- [Exercise requirements]
Reproduce every one of the rows below verbatim, omitting the pictures from your reply.
─── Given records ───
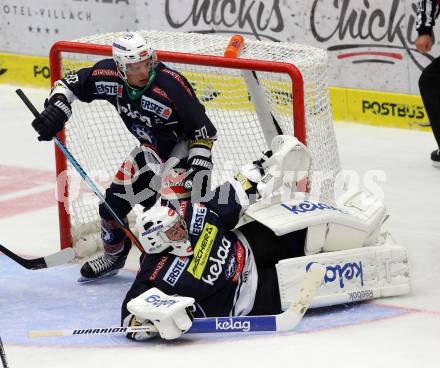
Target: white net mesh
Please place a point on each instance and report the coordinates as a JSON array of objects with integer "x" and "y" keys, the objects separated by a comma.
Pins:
[{"x": 100, "y": 142}]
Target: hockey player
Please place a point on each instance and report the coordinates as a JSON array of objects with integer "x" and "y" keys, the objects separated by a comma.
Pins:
[
  {"x": 195, "y": 260},
  {"x": 159, "y": 107},
  {"x": 427, "y": 12}
]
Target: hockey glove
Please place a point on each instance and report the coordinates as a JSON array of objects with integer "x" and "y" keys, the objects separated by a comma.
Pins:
[
  {"x": 196, "y": 165},
  {"x": 57, "y": 111}
]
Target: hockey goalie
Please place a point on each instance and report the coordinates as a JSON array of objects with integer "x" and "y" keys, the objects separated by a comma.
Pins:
[{"x": 245, "y": 248}]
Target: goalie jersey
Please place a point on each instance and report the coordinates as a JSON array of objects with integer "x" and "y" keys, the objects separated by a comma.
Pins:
[
  {"x": 220, "y": 274},
  {"x": 161, "y": 114}
]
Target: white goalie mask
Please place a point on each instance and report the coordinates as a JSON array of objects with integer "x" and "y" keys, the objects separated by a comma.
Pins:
[
  {"x": 161, "y": 228},
  {"x": 131, "y": 48}
]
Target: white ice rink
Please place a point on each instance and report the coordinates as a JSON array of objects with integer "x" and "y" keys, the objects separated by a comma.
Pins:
[{"x": 395, "y": 332}]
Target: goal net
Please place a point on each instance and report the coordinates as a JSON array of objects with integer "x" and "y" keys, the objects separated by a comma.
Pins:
[{"x": 291, "y": 98}]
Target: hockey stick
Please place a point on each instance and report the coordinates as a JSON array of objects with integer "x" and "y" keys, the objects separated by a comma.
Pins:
[
  {"x": 52, "y": 260},
  {"x": 84, "y": 175},
  {"x": 285, "y": 321},
  {"x": 3, "y": 355}
]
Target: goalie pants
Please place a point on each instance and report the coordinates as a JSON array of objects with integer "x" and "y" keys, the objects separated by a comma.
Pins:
───
- [In response]
Target: white net mesh
Please place a point on each instance and report the coordinates as a JSON array of objects with integer "x" and "y" keys, the objects separated by a comma.
Pins:
[{"x": 100, "y": 142}]
Target: hockey player
Please place a point on each instance and report the coordinates as a JSON array of objects with integer "x" and "y" keys, the objects separated by a comma.
Pins:
[
  {"x": 195, "y": 260},
  {"x": 159, "y": 107},
  {"x": 427, "y": 12}
]
Target: hockey glove
Please place a point on each instance and report the coordinates as a JSON array of objects with integer "x" and "y" keys, the objects separated by a comma.
Pins:
[
  {"x": 196, "y": 165},
  {"x": 57, "y": 111}
]
Target: hockey goalie
Please place a point on each instance and report the coordinates as a JSON array of objects with integer "x" and "y" keys, the objects separated by a comma.
Pins:
[{"x": 245, "y": 248}]
Target: goalie jersey
Please place a point on each instance and report the coordinates as a JSON array of objects with integer "x" and "y" keys, the objects separated by a comma.
Pins:
[
  {"x": 220, "y": 274},
  {"x": 161, "y": 114}
]
Target: white goalie mask
Please place a point on each instance and report the coordinates as a JSON array of objects with integer "x" and "y" keys, the objects separated by a comma.
Pins:
[
  {"x": 161, "y": 228},
  {"x": 131, "y": 48}
]
Target: white ice rink
Please place a point on each instance and report the coordinates as a JSON array of objects with integer "x" and "y" keys, the objects separated by a comma.
Pins:
[{"x": 395, "y": 332}]
Target: goal net
Please place a point on each instance and report the coordinates as a JSON array of objects with integer "x" and "y" keys, the objects separated by a comma.
Pins:
[{"x": 291, "y": 98}]
Target: hockey stick
Please place a point on each instance and report the coordinates as a JSON array of objects with integer "x" and "y" keys, the objects separated by a comma.
Pins:
[
  {"x": 52, "y": 260},
  {"x": 84, "y": 175},
  {"x": 285, "y": 321},
  {"x": 3, "y": 355}
]
Target: goalie pants
Please place a point on each instance and report the coordinates as a JSON array of objects with integer "x" and "y" keys, the objects separated by a comma.
Pins:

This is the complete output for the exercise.